#### Source excerpt

"""

Context
I have a method that takes a Pandas Series of categorial Data and returns it as an indexed version. However, I think my implementation is also modifying the given Series, not just returning a modified new Series. I also get the following Errors:
A value is trying to be set on a copy of a slice from a DataFrame. See the caveats in the documentation: https://pandas.pydata.org/pandas-docs/stable/user_guide/indexing.html#returning-a-view-versus-a-copy series[series == value] = index
SettingWithCopyWarning: modifications to a property of a datetimelike object are not supported and are discarded. Change values on the original. cacher_needs_updating = self._check_is_chained_assignment_possible()
Code
def categorials(series: pandas.Series) -> pandas.Series:
unique = series.unique()
for index, value in enumerate(unique):
series[series == value] = index
return series.astype(pandas.Int64Dtype())
Question
- How can I achieve my goal: This method should return the modified series without manipulating the original given series?
CodePudding user response:
You need to .copy()

"""

(Collected data)
"""

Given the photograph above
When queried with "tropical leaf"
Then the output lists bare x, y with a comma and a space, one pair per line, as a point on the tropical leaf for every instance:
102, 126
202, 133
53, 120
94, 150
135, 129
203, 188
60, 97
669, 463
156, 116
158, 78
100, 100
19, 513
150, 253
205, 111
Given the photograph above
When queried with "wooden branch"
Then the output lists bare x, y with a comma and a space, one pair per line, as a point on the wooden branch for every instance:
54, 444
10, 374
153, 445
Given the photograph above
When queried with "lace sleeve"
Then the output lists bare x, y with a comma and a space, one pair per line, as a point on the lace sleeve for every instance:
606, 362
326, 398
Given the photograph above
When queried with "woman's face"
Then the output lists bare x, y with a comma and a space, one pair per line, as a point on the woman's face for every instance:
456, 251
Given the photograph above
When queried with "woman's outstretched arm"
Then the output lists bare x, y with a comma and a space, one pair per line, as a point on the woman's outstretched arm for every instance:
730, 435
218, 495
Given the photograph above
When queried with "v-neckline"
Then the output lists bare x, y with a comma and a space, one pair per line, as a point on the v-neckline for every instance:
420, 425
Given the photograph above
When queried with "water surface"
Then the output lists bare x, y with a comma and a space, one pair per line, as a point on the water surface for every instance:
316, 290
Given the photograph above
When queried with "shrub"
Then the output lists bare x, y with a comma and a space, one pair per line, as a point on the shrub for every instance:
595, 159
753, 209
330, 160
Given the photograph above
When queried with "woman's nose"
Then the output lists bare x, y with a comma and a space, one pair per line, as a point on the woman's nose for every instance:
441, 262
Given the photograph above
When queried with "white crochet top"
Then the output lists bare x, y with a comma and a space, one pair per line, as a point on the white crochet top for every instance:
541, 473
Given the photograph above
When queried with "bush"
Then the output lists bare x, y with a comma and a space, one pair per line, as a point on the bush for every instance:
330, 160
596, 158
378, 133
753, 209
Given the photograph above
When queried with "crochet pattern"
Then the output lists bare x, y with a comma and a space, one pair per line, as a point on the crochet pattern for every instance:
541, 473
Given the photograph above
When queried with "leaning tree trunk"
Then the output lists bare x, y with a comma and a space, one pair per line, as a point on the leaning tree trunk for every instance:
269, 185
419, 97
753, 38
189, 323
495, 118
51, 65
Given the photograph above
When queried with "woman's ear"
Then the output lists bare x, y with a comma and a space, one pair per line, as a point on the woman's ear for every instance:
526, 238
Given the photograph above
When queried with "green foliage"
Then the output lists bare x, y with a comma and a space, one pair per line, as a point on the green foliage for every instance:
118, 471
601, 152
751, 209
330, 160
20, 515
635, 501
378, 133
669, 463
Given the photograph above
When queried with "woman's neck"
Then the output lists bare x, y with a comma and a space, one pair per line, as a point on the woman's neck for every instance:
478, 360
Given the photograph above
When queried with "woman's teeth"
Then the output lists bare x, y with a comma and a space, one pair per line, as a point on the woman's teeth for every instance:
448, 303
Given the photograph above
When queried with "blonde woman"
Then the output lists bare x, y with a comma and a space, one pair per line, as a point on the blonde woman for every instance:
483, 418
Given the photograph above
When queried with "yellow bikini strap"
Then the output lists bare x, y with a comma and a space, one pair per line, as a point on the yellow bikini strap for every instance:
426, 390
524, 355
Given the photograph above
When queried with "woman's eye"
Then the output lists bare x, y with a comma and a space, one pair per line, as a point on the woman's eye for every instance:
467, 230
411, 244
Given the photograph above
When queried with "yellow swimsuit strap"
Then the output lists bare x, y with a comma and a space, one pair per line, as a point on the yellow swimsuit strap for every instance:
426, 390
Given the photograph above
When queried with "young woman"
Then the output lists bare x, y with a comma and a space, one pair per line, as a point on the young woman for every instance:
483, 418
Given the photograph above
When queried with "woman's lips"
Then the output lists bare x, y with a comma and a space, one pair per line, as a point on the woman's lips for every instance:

"""

#### Challenge A
List each function or method called inside the Code section of the pandas thread.
#### Challenge B
Pick up the pandas thread after its last line and keep writing the reply.

#### Exercise output A
series.unique()
enumerate()
series.astype()
pandas.Int64Dtype()

#### Exercise output B
the incoming argument. Normally, that warning wouldn't have appeared; we're at liberty to write to Series/DataFrames after all. However, in the code you didn't share, it seems the argument you're passing here was obtained as a subset of another Series/Frame (or maybe even itself). FYI, if you're planning to do modifications on a subset, better chain .copy()
at the end of initialization.
Anyway, back to the question, series = series.copy()
as the first line in the function should resolve the issue. However, your method is actually doing factorization, so
pd.Series(pd.factorize(series)[0], index=series.index)
is equivalent to what your function does, where since pd.factorize
returns a 2-tuple of (codes, uniques), we take the 0th one. Also it gives a NumPy array back, so we Series-ify it with the incoming index. Noting that, it does not attempt to modify the original Series, so no .copy
is needed for it.